● **What to do**: Pick out every line in the rows below that contains the word "soldier" and copy each such line.

□ □ □ □ □ □ □

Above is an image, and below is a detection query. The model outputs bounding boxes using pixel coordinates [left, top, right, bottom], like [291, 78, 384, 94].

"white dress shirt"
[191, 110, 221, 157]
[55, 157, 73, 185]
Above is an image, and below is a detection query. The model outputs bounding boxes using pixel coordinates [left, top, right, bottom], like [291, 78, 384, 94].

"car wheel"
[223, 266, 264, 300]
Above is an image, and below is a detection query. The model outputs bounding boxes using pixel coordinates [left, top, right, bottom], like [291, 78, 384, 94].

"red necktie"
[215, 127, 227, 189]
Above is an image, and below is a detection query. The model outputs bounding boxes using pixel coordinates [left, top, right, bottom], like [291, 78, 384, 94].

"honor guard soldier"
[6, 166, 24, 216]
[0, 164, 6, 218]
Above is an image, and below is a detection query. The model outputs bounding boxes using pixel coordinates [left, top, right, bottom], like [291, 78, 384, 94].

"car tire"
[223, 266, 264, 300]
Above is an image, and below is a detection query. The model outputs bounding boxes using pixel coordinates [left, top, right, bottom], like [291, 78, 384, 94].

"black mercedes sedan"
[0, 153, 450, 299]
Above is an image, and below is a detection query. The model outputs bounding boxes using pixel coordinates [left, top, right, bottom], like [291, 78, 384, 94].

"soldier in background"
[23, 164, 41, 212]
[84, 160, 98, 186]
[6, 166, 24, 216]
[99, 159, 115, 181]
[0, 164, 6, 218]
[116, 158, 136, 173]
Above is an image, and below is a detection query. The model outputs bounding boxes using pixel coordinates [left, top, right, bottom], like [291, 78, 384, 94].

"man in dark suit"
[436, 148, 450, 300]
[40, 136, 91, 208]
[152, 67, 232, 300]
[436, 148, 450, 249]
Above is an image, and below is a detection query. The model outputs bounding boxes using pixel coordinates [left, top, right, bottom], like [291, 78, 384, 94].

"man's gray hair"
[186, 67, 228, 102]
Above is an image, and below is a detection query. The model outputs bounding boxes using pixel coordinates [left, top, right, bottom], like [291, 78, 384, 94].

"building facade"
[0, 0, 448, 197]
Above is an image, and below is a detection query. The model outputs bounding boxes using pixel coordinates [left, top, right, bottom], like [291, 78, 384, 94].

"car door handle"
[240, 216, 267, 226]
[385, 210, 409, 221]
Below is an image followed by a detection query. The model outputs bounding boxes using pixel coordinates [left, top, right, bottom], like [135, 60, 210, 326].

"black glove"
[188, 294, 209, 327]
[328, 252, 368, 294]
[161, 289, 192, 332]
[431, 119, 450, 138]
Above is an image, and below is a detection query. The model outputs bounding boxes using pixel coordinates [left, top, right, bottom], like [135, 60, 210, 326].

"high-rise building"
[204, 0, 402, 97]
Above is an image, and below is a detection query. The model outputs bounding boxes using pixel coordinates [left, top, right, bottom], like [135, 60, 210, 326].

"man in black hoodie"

□ □ □ □ □ □ □

● **Finished task**:
"honor guard soldier"
"soldier in background"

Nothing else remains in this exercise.